(Brief) Lay out the lines below as a Markdown table with the columns "No." and "Line," giving each nonblank line its own numbered row and skipping blank lines. Leave the pictures out of the table.

===== Excerpted data

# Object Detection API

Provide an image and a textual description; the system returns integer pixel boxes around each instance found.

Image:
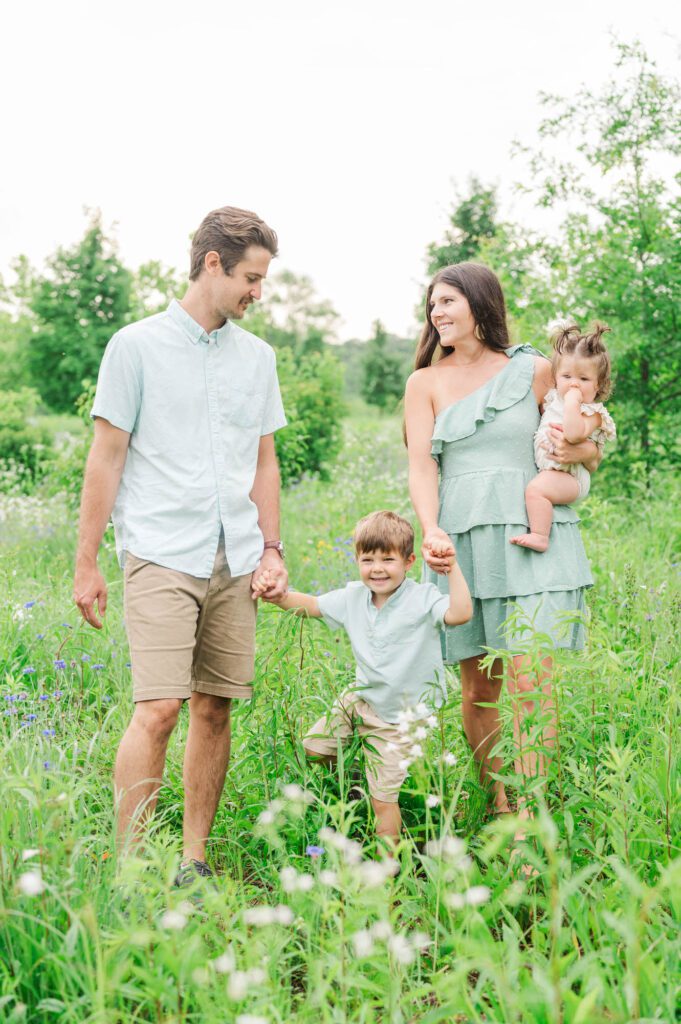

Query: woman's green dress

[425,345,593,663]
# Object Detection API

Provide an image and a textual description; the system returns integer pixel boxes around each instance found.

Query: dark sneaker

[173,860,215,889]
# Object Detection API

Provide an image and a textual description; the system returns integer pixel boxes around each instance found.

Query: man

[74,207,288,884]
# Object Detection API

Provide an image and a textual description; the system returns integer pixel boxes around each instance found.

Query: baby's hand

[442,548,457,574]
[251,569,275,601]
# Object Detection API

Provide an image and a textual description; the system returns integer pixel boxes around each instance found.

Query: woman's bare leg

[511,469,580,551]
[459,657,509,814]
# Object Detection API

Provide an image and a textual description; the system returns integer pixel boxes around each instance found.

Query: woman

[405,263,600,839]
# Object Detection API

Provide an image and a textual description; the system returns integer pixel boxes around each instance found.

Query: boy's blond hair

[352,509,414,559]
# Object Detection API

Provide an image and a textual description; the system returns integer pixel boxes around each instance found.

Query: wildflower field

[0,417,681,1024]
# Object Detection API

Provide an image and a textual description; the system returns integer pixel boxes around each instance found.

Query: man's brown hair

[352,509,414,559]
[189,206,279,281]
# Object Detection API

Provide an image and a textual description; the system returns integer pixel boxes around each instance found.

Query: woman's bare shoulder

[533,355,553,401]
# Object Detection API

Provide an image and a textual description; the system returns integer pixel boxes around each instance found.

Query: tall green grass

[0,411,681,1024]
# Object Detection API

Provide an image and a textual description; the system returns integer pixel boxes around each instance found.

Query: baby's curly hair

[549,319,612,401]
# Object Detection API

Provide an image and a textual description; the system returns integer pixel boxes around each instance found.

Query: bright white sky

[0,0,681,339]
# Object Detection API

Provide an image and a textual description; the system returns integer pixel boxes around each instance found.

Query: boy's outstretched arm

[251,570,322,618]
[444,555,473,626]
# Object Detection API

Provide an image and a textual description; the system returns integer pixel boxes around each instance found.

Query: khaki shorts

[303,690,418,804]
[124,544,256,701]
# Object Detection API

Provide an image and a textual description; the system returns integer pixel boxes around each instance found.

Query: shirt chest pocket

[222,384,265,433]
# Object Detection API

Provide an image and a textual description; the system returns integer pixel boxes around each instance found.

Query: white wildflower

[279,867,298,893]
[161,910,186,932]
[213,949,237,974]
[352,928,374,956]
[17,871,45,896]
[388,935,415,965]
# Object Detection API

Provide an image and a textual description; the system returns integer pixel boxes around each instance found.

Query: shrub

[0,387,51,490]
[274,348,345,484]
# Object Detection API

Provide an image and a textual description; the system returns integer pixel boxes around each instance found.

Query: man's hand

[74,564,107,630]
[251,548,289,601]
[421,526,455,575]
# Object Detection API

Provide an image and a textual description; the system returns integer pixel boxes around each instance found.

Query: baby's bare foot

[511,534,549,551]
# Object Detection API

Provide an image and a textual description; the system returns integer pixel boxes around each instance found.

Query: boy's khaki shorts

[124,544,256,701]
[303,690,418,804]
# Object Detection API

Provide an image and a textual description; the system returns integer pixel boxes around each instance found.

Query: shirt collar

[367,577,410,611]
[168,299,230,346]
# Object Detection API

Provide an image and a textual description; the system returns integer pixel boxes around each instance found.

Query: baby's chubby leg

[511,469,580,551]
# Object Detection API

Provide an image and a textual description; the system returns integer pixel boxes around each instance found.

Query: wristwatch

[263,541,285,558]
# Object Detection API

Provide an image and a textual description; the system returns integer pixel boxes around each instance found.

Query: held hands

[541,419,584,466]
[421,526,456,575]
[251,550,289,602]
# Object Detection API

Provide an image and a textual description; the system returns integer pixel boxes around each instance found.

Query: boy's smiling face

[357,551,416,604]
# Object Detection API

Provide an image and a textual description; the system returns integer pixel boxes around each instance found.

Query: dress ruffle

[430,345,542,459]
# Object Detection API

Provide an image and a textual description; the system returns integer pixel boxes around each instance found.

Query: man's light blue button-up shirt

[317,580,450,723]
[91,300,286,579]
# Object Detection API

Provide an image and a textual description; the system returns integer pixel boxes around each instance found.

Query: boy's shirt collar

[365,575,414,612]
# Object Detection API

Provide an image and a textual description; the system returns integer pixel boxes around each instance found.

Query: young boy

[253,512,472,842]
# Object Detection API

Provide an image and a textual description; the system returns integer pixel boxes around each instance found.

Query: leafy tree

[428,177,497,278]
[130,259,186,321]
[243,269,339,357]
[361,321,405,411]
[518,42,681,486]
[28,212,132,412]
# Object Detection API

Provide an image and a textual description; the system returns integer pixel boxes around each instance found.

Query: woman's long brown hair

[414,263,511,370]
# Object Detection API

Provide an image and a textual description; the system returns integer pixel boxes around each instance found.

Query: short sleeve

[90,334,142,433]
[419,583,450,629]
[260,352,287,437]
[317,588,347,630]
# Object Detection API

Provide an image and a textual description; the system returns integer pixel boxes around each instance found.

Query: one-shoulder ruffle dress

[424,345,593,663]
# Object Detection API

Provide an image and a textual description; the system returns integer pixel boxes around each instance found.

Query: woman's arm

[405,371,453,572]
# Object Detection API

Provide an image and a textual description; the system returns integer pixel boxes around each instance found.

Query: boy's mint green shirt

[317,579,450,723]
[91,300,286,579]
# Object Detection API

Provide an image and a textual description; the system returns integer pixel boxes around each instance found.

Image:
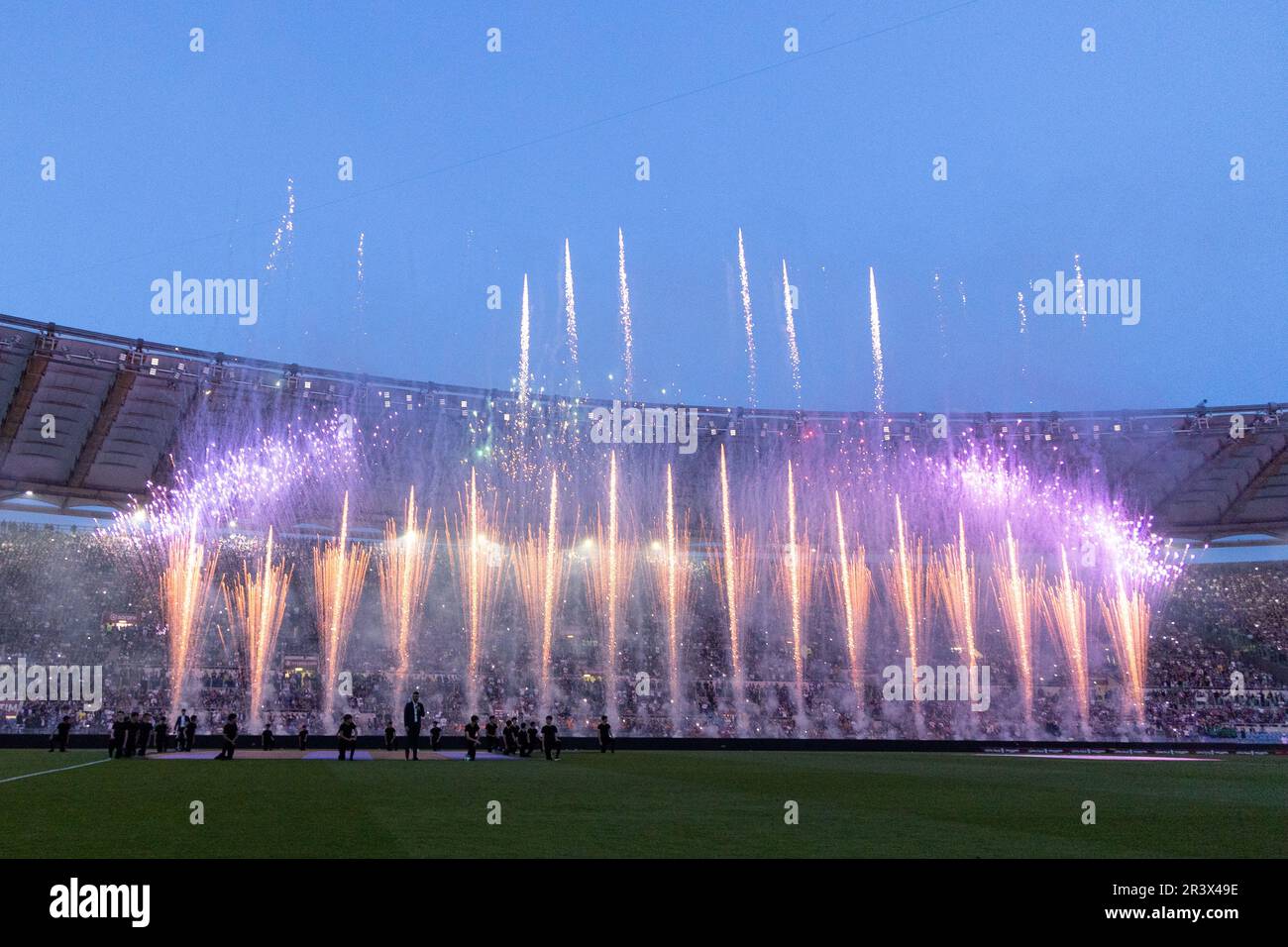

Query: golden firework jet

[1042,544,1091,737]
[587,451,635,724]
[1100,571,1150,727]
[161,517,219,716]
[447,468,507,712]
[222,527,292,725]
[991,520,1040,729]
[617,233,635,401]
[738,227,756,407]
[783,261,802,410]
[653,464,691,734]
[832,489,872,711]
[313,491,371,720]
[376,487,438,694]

==========

(Response below)
| No. | Line |
|---|---|
| 1 | # Object Detection API |
| 2 | Provide an image and a textual description; the system returns integer pixel boxes around each instance found. |
| 3 | Image: |
| 4 | Query: woman's green dress |
| 5 | [425,345,593,663] |
| 6 | # Object Detection API |
| 7 | Provide an image and a textual description; the system returns integer pixel boxes around each instance found. |
| 8 | Query: dark sneaker |
| 9 | [173,860,215,889] |
| 10 | # Object Detection API |
| 11 | Provide an image and a textual description; the system returns integer pixel boxes around each instance found. |
| 12 | Query: man |
| 13 | [74,207,288,884] |
| 14 | # Object Detection API |
| 15 | Provide an image and a textual description; the system returns integer pixel boxes around each instance found. |
| 16 | Query: baby's hand |
| 17 | [442,548,457,574] |
| 18 | [251,569,275,601] |
| 19 | # Object Detection API |
| 20 | Provide an image and a textual description; the system returns integer pixel boxes around each instance found. |
| 21 | Query: woman's bare leg |
| 22 | [511,469,580,551] |
| 23 | [459,657,509,814] |
| 24 | # Object Detection API |
| 25 | Provide an image and a textual description; the system returns integer pixel boxes around each instance found. |
| 26 | Query: woman |
| 27 | [405,263,600,839] |
| 28 | # Object Detection API |
| 29 | Provide an image and a textual description; the system returns integer pixel boxes around each instance found. |
| 30 | Query: boy's blond hair |
| 31 | [352,509,414,559] |
| 32 | # Object Detection API |
| 33 | Provide an image and a textual description; the system returns integer pixel boxes around each instance found. |
| 34 | Query: wildflower field |
| 35 | [0,417,681,1024] |
| 36 | # Object Detection API |
| 37 | Provide an image and a textual description; the system returns integer pixel boxes around each instance found. |
| 38 | Query: man's brown hair |
| 39 | [352,509,414,559] |
| 40 | [189,206,279,281] |
| 41 | # Object Detection API |
| 42 | Provide an image and a textual description; the system returns integer pixel boxes around each instance found. |
| 43 | Query: woman's bare shoulder |
| 44 | [533,355,553,401] |
| 45 | # Object Detection API |
| 46 | Provide an image and a textual description; the system returns integer pixel boxes around each instance found. |
| 47 | Query: tall green grass |
| 48 | [0,411,681,1024] |
| 49 | # Object Detection API |
| 50 | Provide an image and a textual description; the system returns integer pixel boxes around each instance found. |
| 51 | Query: baby's curly hair |
| 52 | [549,319,612,401] |
| 53 | # Object Detection API |
| 54 | Provide an image and a textual description; the system returns integer pixel boxes around each instance found. |
| 55 | Query: bright white sky |
| 56 | [0,0,681,339] |
| 57 | # Object Detection API |
| 58 | Provide an image and a textual description; the system returns integer pixel boxes around each instance found. |
| 59 | Query: boy's outstretched arm |
| 60 | [251,570,322,618] |
| 61 | [444,555,473,626] |
| 62 | # Object Detection API |
| 63 | Provide an image and a textual description; the system returns integer pixel boxes around each instance found. |
| 64 | Query: khaki shorts |
| 65 | [303,690,418,804] |
| 66 | [124,544,256,701] |
| 67 | # Object Detection API |
| 68 | Provide an image and a textual description; the system returns integer pixel boxes around each instance found. |
| 69 | Query: shirt chest pocket |
| 70 | [222,384,265,433] |
| 71 | # Object Detection API |
| 72 | Provide an image and a textual description; the system returns integer pixel boxes around each instance found. |
| 73 | Query: white wildflower |
| 74 | [279,867,298,893] |
| 75 | [161,910,186,932] |
| 76 | [213,949,237,974] |
| 77 | [352,928,374,956] |
| 78 | [17,871,45,896] |
| 79 | [388,935,415,965] |
| 80 | # Object Detection API |
| 81 | Provide an image and a textual description; the system returns integer pixel boxes around each instance found. |
| 82 | Query: shrub |
| 83 | [0,387,51,490] |
| 84 | [274,348,345,484] |
| 85 | # Object Detection API |
| 86 | Provide an image and a textual description; the system returns integer pixel boxes around each instance found. |
| 87 | Query: man's hand |
| 88 | [74,564,107,630] |
| 89 | [251,548,289,601] |
| 90 | [421,526,455,575] |
| 91 | # Object Detection API |
| 92 | Provide an image and a textual description; the system returns integer pixel boxes around each instance found. |
| 93 | Query: baby's bare foot |
| 94 | [511,534,549,551] |
| 95 | # Object Detection API |
| 96 | Provide an image and a textual description; the system returns integer pixel boxes around each instance found. |
| 97 | Query: boy's khaki shorts |
| 98 | [124,544,256,701] |
| 99 | [303,690,418,804] |
| 100 | # Object Detection API |
| 101 | Provide an image and a textual description; the system returns integer pixel boxes around each instance found. |
| 102 | Query: shirt collar |
| 103 | [367,577,410,611] |
| 104 | [168,299,230,346] |
| 105 | # Object Detection API |
| 106 | Provide an image and a textual description; the system returns integer pixel boxes around each instance found. |
| 107 | Query: baby's chubby leg |
| 108 | [511,469,580,551] |
| 109 | # Object Detection API |
| 110 | Provide an image and a textual description; the system returns integer pixel boxes around each instance found. |
| 111 | Query: wristwatch |
| 112 | [263,541,285,558] |
| 113 | # Object Detection API |
| 114 | Provide an image and a textual description; the system returns integer pixel boxes around each instance found. |
| 115 | Query: held hands |
| 116 | [541,419,584,466] |
| 117 | [421,526,456,575] |
| 118 | [251,550,289,602] |
| 119 | # Object Detection API |
| 120 | Provide an image and a textual description; the system returns integer pixel boxes around each instance found. |
| 121 | Query: boy's smiling face |
| 122 | [357,551,416,604] |
| 123 | # Object Detection API |
| 124 | Provide an image and a textual description; the system returns integer pixel boxes around each instance found. |
| 125 | Query: dress ruffle |
| 126 | [430,345,542,459] |
| 127 | # Object Detection API |
| 128 | Provide an image and a textual description; the system returns integer pixel boxes around each instance found. |
| 129 | Query: man's light blue button-up shirt |
| 130 | [317,580,450,723] |
| 131 | [91,300,286,579] |
| 132 | # Object Detection API |
| 133 | Provide an image and a textual description; the system returns integer pixel boxes around each instance found. |
| 134 | Query: boy's shirt collar |
| 135 | [365,575,414,612] |
| 136 | # Object Detection API |
| 137 | Provide an image and a textual description; the system returns integer pixel boxes around each instance found. |
| 138 | Query: young boy |
| 139 | [253,512,472,842] |
| 140 | # Object Detection API |
| 141 | Provide an image and a textual description; the system returns integer pixel boxes around each instance found. |
| 142 | Query: leafy tree |
| 143 | [428,177,497,278] |
| 144 | [130,259,186,321] |
| 145 | [243,269,339,357] |
| 146 | [361,321,405,411] |
| 147 | [518,42,681,486] |
| 148 | [28,212,132,412] |
| 149 | # Object Detection API |
| 150 | Provide an image and a textual description; the system returns integer pixel boxes around each instance found. |
| 151 | Query: woman's long brown hair |
| 152 | [414,263,511,370] |
| 153 | # Object Detection API |
| 154 | Provide an image and a textual description; the system returns integer pixel boxes around each instance found. |
| 155 | Query: short sleeve |
| 156 | [90,334,142,433] |
| 157 | [419,583,450,629] |
| 158 | [260,352,287,437] |
| 159 | [317,588,347,630] |
| 160 | # Object Detection API |
| 161 | Provide an image and a textual description; the system returns integer pixel boxes around each instance found. |
| 162 | Query: one-shoulder ruffle dress |
| 163 | [424,345,593,663] |
| 164 | # Object Detection API |
| 165 | Provide an image and a textual description; the system returns integer pixel boxes around each instance found. |
| 166 | Query: woman's arm |
| 167 | [405,371,453,572] |
| 168 | # Object Detection API |
| 169 | Provide an image and a textual description; the system returns integer pixel boxes around each instance found. |
| 170 | Query: boy's mint green shirt |
| 171 | [317,579,450,723] |
| 172 | [91,300,286,579] |
| 173 | # Object Detection API |
| 174 | Provide an image and a textual description; the system returns integer pixel boxes around each instance found. |
| 175 | Image: |
| 176 | Query: golden firework jet |
| 177 | [1042,544,1091,737] |
| 178 | [587,451,635,724] |
| 179 | [1100,571,1150,727] |
| 180 | [161,517,219,716] |
| 181 | [447,468,507,712] |
| 182 | [222,527,292,725] |
| 183 | [991,520,1040,729] |
| 184 | [617,233,635,401] |
| 185 | [738,227,756,407] |
| 186 | [783,261,802,410] |
| 187 | [653,464,691,734] |
| 188 | [832,489,872,711] |
| 189 | [313,491,371,720] |
| 190 | [376,487,438,694] |